*Work to complete*
Work out how many lines of the data hold the string "letter", and reply with that number alone.

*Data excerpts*
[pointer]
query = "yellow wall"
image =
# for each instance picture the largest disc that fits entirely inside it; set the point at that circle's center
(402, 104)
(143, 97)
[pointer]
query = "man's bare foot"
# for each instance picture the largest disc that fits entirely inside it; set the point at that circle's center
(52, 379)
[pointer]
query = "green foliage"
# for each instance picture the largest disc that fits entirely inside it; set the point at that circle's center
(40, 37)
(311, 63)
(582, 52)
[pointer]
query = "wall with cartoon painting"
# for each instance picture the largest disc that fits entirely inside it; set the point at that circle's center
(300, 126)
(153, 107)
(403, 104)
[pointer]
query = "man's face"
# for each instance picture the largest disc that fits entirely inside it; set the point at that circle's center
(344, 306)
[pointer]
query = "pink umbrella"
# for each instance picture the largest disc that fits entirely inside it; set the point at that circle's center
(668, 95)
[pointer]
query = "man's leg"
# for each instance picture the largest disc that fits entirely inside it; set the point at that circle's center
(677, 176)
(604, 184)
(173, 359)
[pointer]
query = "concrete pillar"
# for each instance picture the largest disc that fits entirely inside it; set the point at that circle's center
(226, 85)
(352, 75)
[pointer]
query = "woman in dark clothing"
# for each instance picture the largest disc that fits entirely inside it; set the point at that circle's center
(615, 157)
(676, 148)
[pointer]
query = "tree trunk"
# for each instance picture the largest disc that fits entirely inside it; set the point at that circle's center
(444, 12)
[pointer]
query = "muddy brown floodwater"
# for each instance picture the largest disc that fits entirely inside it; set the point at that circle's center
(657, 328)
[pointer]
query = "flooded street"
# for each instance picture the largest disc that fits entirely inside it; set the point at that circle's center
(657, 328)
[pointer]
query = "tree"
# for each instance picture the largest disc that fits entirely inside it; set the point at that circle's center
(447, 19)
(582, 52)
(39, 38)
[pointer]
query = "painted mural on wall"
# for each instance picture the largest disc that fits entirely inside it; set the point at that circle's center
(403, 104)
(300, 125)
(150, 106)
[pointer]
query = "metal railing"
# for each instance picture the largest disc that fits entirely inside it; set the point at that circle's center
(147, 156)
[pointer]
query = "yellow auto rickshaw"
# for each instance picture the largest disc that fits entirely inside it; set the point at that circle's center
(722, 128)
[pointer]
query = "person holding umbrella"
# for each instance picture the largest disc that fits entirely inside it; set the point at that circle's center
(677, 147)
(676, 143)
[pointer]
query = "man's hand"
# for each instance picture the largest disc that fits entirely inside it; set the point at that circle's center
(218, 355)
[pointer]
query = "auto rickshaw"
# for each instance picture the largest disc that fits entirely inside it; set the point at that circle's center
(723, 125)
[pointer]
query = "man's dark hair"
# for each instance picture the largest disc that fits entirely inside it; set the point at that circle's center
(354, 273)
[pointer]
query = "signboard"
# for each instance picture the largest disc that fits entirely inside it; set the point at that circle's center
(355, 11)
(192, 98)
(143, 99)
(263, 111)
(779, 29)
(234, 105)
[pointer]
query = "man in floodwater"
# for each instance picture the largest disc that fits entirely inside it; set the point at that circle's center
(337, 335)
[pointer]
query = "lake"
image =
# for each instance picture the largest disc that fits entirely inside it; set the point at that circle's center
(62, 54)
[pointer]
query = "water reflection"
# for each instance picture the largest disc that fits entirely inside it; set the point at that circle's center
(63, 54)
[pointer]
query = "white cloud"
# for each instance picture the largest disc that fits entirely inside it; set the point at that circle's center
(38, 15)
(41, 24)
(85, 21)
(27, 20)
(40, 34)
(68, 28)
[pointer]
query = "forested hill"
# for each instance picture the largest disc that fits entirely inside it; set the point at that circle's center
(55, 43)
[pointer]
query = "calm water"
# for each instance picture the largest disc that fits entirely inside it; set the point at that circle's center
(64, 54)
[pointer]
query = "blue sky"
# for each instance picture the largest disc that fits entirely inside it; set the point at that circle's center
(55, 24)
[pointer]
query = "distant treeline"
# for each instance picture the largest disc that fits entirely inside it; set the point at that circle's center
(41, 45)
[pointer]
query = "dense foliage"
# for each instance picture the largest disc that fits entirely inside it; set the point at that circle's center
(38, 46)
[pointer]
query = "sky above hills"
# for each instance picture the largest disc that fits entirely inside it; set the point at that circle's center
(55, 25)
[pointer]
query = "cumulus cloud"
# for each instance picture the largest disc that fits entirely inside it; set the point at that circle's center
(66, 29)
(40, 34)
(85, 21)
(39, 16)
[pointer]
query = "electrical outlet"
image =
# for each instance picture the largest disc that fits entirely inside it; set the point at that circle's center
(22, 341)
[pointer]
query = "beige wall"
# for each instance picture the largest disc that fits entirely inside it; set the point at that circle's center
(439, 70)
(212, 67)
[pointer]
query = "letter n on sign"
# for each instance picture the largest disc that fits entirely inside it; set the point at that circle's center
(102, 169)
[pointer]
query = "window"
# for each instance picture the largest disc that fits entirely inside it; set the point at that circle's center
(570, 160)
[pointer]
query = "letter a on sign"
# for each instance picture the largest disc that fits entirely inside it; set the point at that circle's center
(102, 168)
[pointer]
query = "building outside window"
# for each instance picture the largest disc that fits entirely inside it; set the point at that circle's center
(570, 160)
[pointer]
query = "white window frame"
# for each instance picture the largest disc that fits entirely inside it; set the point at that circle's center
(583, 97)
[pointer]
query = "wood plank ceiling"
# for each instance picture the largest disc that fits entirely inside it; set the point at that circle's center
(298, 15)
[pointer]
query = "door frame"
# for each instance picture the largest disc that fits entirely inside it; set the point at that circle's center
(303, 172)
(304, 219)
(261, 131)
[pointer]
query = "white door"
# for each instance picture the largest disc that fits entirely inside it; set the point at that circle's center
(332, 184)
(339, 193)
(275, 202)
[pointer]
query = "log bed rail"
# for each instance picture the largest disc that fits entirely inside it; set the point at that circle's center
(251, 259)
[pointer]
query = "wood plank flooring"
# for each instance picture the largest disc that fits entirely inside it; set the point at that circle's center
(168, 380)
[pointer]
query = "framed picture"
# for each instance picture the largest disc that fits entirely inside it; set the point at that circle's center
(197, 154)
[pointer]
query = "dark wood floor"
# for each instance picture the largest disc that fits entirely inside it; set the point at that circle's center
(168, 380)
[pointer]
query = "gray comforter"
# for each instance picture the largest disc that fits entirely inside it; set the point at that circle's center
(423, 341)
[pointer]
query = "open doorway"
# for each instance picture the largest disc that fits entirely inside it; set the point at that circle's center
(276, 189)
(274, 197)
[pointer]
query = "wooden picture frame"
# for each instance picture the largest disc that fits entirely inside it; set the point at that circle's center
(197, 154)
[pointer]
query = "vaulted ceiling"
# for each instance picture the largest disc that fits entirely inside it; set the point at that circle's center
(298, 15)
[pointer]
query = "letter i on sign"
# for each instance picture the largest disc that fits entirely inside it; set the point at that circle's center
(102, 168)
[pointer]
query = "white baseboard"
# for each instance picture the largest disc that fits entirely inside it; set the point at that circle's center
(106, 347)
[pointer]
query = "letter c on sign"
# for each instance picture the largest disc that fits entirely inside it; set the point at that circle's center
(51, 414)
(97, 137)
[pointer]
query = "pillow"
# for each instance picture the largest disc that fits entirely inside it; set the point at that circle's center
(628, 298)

*Exercise answer*
4